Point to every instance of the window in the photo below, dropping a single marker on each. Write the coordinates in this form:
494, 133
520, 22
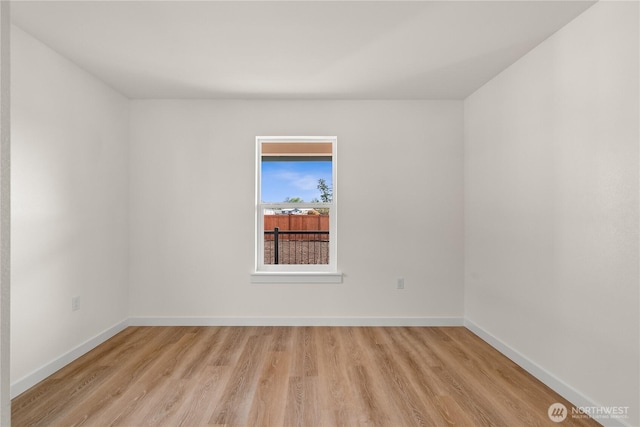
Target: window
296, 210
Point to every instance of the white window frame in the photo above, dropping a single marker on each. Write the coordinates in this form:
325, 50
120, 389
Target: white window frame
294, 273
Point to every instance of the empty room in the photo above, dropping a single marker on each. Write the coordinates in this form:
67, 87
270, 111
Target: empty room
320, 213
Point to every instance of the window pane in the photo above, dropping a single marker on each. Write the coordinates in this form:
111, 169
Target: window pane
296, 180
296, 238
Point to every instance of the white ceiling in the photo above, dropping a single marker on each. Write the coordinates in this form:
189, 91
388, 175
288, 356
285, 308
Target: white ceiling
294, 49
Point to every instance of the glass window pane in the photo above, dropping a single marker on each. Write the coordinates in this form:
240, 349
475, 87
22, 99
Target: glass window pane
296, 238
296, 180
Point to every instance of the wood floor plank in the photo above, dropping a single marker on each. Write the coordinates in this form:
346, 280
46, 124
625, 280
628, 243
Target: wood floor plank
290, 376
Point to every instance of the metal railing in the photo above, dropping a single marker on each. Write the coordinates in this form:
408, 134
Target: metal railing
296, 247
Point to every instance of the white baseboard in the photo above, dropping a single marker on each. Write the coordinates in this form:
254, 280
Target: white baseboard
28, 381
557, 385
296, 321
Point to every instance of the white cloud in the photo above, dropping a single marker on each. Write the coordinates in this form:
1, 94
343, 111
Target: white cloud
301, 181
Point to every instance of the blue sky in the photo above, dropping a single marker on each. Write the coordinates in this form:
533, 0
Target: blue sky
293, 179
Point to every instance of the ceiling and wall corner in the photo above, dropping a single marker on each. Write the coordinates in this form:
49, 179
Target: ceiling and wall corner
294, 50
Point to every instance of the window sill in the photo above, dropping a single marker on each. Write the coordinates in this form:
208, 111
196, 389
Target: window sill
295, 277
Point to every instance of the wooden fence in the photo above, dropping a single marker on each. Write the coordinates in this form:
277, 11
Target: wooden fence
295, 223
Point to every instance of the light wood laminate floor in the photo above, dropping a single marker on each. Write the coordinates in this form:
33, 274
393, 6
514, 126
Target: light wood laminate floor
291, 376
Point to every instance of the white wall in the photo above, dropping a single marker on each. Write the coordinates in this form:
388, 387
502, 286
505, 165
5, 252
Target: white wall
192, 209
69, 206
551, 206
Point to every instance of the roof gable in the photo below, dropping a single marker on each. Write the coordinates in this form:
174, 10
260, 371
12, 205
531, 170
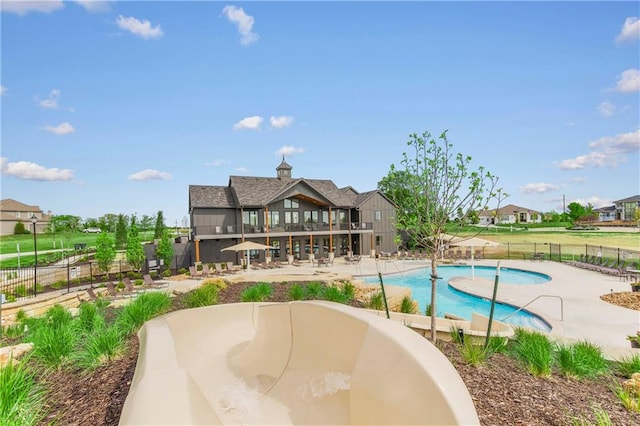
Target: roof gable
□ □ □ □ □ □ □
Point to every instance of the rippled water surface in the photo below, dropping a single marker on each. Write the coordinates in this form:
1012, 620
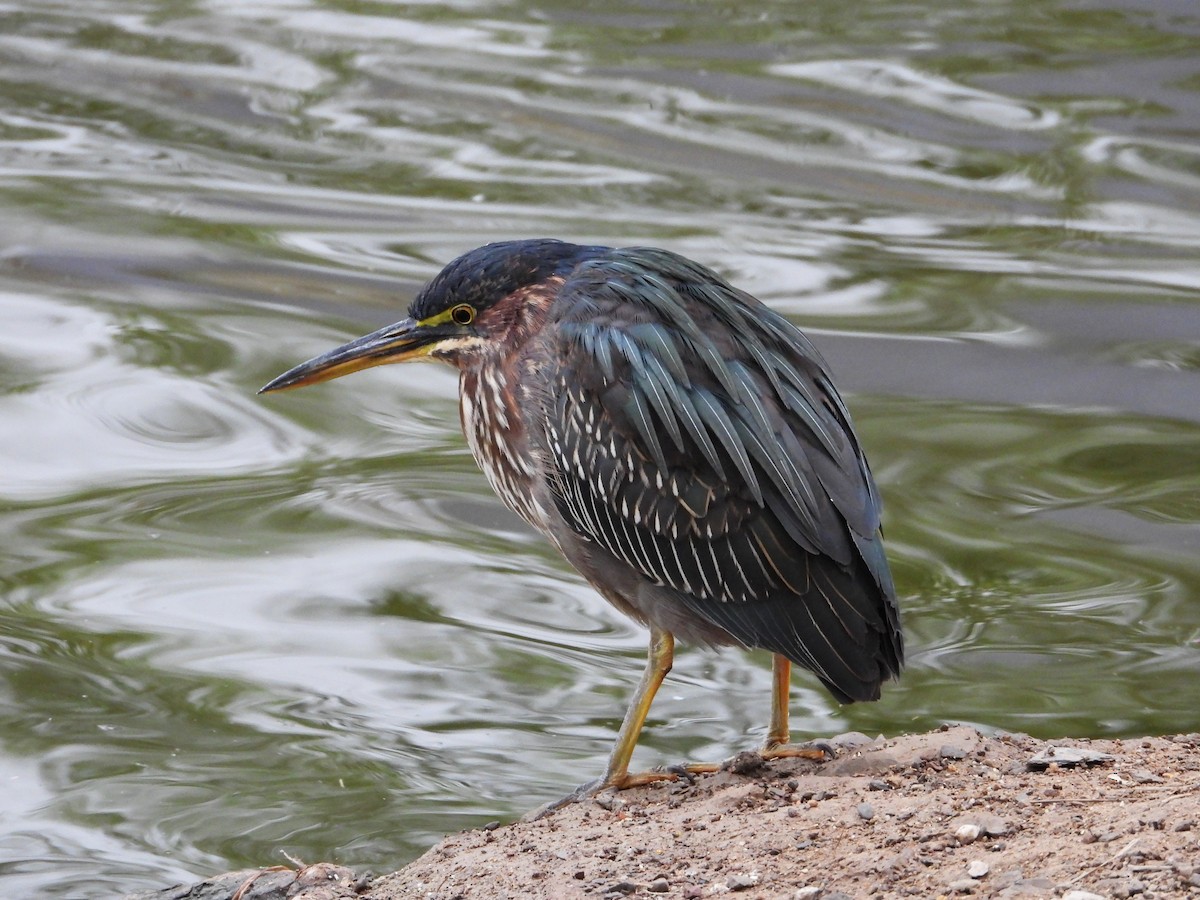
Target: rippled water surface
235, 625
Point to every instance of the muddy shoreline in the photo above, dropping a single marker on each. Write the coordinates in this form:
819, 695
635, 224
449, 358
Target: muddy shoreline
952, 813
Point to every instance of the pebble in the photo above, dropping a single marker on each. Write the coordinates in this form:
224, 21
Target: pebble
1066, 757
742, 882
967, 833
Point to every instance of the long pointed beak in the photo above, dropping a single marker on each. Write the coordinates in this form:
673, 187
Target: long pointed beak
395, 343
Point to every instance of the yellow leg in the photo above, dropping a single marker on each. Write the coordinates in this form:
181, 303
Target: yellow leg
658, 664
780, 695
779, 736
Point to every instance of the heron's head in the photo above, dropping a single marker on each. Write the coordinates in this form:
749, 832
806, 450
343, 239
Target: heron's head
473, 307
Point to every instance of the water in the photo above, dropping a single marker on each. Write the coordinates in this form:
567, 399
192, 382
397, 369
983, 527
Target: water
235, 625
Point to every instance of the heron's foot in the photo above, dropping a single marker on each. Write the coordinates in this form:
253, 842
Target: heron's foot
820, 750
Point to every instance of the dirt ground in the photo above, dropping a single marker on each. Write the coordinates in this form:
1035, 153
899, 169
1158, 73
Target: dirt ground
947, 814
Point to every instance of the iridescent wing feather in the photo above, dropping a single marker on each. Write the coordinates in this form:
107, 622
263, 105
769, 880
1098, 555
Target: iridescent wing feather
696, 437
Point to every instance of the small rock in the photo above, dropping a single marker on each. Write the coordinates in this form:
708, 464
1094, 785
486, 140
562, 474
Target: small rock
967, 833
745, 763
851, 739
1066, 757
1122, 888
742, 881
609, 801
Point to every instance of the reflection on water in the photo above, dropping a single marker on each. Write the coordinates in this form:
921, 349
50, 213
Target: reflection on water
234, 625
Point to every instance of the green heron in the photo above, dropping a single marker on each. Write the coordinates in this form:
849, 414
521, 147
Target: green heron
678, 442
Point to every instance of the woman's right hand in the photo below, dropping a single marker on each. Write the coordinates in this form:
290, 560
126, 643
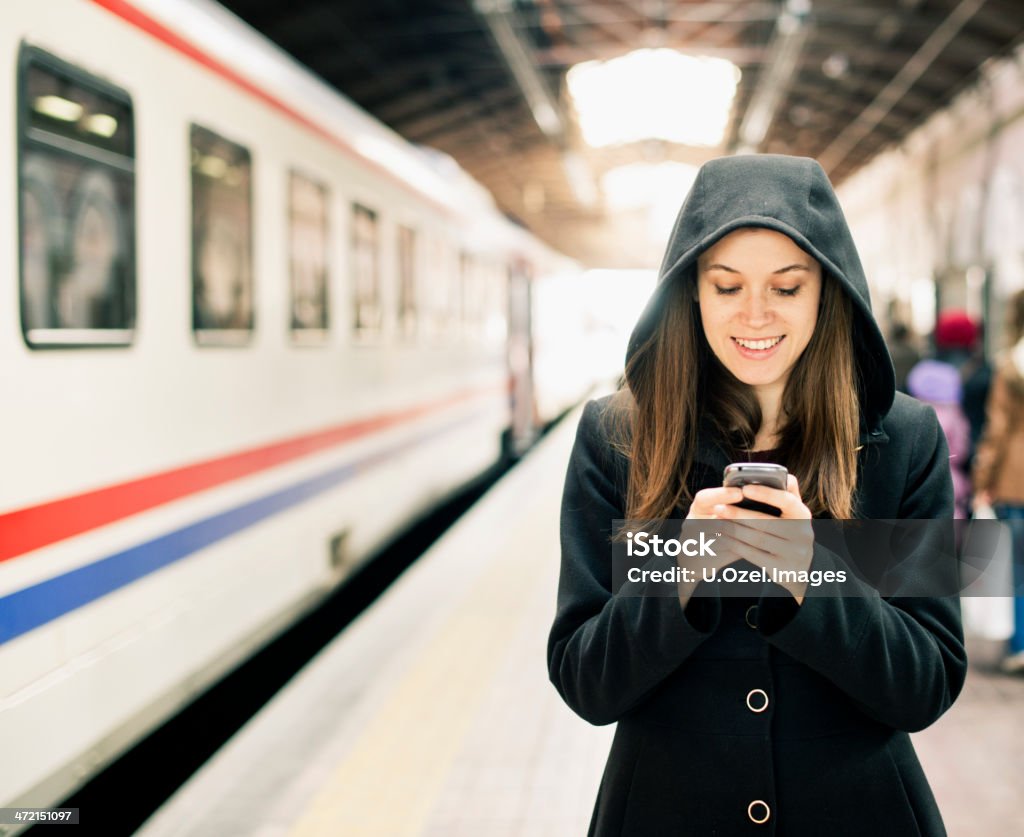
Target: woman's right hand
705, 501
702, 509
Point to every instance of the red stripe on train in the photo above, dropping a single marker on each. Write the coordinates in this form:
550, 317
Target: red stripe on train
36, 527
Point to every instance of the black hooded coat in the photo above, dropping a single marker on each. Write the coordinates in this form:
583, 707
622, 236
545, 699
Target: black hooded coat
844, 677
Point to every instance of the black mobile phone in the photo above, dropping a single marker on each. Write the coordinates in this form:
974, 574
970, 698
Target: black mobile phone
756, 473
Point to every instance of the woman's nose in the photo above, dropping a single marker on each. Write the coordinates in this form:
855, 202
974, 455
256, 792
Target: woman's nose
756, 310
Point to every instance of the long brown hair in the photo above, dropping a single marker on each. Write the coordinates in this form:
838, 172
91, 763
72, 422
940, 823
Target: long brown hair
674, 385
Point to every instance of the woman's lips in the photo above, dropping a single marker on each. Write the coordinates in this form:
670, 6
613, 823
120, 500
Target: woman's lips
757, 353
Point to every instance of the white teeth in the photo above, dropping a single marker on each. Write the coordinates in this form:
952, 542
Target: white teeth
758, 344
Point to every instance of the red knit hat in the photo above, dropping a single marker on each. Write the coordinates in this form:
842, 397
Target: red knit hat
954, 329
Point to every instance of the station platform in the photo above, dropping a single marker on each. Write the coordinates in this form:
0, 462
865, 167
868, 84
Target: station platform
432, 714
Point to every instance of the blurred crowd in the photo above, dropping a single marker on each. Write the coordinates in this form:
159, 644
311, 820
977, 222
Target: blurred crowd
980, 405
□ □ □ □ □ □ □
Task requirements | Please return, word for word, the lines of the items from the one containing "Point to every instance of the roof" through the one containing "Target: roof gable", leaving out the picture.

Written answer |
Point to every instance of the roof gable in the photo below, dropping a single marker on each. Write the coordinates in this form:
174, 10
260, 371
12, 205
531, 170
Target: roof gable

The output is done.